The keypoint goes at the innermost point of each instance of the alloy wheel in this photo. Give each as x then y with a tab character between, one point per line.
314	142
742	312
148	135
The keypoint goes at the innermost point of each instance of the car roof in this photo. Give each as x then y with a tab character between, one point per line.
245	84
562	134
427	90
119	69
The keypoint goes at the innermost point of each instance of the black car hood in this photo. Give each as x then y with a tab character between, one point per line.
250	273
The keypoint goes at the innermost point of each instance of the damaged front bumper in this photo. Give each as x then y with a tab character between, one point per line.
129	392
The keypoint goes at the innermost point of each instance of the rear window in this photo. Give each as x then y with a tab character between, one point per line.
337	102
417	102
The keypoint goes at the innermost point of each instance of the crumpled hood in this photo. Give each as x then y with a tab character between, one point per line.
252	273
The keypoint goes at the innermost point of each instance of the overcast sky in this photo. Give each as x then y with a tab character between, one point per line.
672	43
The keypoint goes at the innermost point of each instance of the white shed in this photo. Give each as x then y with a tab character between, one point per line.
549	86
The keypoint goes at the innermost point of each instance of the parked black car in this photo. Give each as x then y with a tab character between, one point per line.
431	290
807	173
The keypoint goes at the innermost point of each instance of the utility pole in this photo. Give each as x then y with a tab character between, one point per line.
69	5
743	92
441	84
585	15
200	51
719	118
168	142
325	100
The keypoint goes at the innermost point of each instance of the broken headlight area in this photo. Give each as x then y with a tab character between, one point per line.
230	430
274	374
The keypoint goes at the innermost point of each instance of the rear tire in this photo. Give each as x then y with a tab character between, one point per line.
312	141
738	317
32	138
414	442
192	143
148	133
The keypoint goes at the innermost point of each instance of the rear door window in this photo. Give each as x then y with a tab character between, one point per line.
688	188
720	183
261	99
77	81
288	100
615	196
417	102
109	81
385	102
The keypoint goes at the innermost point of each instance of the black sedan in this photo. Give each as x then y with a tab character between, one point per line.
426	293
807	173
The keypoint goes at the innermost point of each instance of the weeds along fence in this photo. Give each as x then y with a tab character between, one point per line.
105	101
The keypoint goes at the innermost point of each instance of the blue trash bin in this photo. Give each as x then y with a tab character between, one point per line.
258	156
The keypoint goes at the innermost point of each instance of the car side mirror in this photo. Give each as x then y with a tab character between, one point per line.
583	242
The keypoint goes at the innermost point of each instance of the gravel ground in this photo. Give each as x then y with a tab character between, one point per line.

———

- **What to produce**
Extract every line of the listing above without changing a single character, keeping the lines in their original order.

- **Solution to this task**
The keypoint goes at the innermost point of each instance of the alloy wheel in this photo. Give each as x then y with a tab character between, one point per line.
314	142
742	312
148	135
The keypoint goes at the innermost point of each instance of the car roof in this photo. Give each as x then y with a tab character between, one point per line.
245	84
562	134
427	90
119	69
The keypoint goes at the innermost point of each instance of the black car hood in this photo. Give each as x then y with a tab character between, one point per line.
250	273
The keypoint goes at the innermost point of each instance of the damaged front bumper in this photo. Give each as x then y with a tab character between, one point per line.
129	392
The keypoint goes at the innermost point of each instance of the rear window in this photo. Give each as x then y with a tab character between, one point per line.
337	102
417	102
The keypoint goes at the innermost point of each instance of the crumpled hood in this photo. Give each as x then y with a tab character between, one point per line.
252	273
The keypoint goes at the innermost point of each instance of the overcast sky in this photo. Give each as x then y with a tab character between, one point per line.
672	43
The keypoint goes at the innermost point of each instance of the white shed in this photo. Give each as x then y with a tab character between, one point per line.
549	86
The keypoint goes at the innermost point of each instance of the parked black car in this photo. Give each as x then y with a tab character between, one point per line.
431	290
807	173
The keypoint goes at the innermost point of each instance of the utility pole in this photo. Give each as x then y with a tab character between, one point per line.
69	5
743	92
441	84
585	15
200	51
719	118
168	142
325	100
The keypoint goes at the innermost point of each instance of the broken headlight area in this photo. Give each as x then y with a tab character between, one point per line.
230	430
274	374
The keypoint goes at the innermost point of each instance of the rear tire in this photo. Give each as x then y with a tab character between, one point per line.
312	141
738	317
32	138
414	442
192	143
148	133
The keypoint goes at the innermost point of each instance of the rear door window in this photo. Give each as x then y with a tab character between, one point per line.
688	188
720	183
261	99
77	81
288	100
615	196
417	102
109	81
385	102
The keypoint goes at the innermost point of each instance of the black sedan in this photo. Give each as x then y with a tab character between, one point per line.
426	293
807	173
The keypoint goes at the innermost point of each instance of the weeds along fence in this photo. Give each as x then y with a tab character between, one point per line.
105	101
The keypoint goes at the innermost point of each instance of the blue trash bin in this photo. Give each as x then y with a tab character between, one point per line.
258	156
The keypoint goes at the innermost point of each instance of the car side mirror in this photo. Give each as x then y with a tab character between, one point per line.
583	242
The keypoint goes at the innermost point of each instance of the gravel ground in this photo. Give each as x then y with a tab character between, one point per line.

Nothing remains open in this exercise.